Selected excerpt
* * * * * * *

In an ever increasing jungle of new gear coming out it’s quite seldom you really get amazed of what music engineers have in store for us, but this new music technologies involving fabric and textiles are actually quite intriguing.

From the rubbery membrane of the Seaboard MIDI controller to the percussive wooden skin of Expressive E’s Touché, finding ways to bring the physicality out of software has become a new frontier in music production.

Two developers at the MIT lab have created the FabricKeyboard. The keyboard is built from multi-layer fabric sensors that detect touch, proximity, electric field and pressure. Machine-sewn into the shape of a keyboard, the entire surface can be stretched, twisted or simply hovered over to create strange effects and expressive dynamics in sound. Check out the video below to see the FabricKeyboard in action.

Here’s how they describe it in detail; the FabricKeyboard is a textile-based, multi-modal, stretchable musical interface that could simultaneously detect touch, proximity, electric field, pressure, and stretch. It combines both the discrete controls of a keyboard and various continuous controls from the embedded fabric sensors. This opens up new tactile experiences and novel performances with physical and non-contact gestures, such as pressing, pulling, stretching, grasping, and twisting the keys or the fabric, as well as hovering and waving towards and against the keyboard. We’ve further explored our textile-based interfaces by developing fabric ribbon-controller and trackpad, allowing performers to add more expressive and continuous controls. The fabric keyboard brings out the vision towards seamless, self-aware, and washable media.

The guys at Responsive Environments are in general a very productive team when it comes to experimentation in the music field. Some time ago they also put together a networked synthesizer module with tightly coupled web browser and tangible interfaces.

Patchwerk connects to a pre-existing modular synthesizer using the emerging cross-platform HTML5 WebSocket standard to enable low-latency, high-bandwidth, concurrent control of analog signals by multiple users. Online users control physical outputs on a custom-designed cabinet that reflects their activity through a combination of motorized knobs and LEDs, and streams the resultant audio. In a typical installation, a composer creates a complex physical patch on the modular synth that exposes a set of analog and digital parameters (knobs, buttons, toggles, and triggers) to the web-enabled cabinet. Both physically present and online audiences can control those parameters, simultaneously seeing and hearing the results of each other’s actions. By enabling collaborative interaction with a massive analog synthesizer, Patchwerk brings a broad audience closer to a rare and historically important instrument.

* * * * * * *

Dataset excerpt
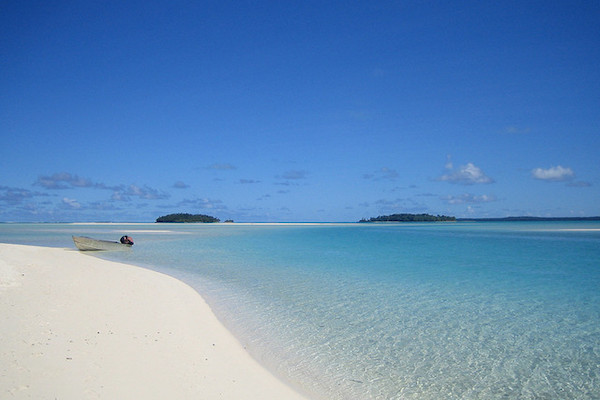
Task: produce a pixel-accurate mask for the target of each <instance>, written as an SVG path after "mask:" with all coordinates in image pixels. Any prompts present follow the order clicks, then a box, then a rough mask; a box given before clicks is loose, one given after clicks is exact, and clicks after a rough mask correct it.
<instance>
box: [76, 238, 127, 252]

* * * * * * *

What the exercise asks
Retype the stretch of the article on fabric-based music controllers from "Two developers at" through "FabricKeyboard in action.".

Exercise answer
Two developers at the MIT lab have created the FabricKeyboard. The keyboard is built from multi-layer fabric sensors that detect touch, proximity, electric field and pressure. Machine-sewn into the shape of a keyboard, the entire surface can be stretched, twisted or simply hovered over to create strange effects and expressive dynamics in sound. Check out the video below to see the FabricKeyboard in action.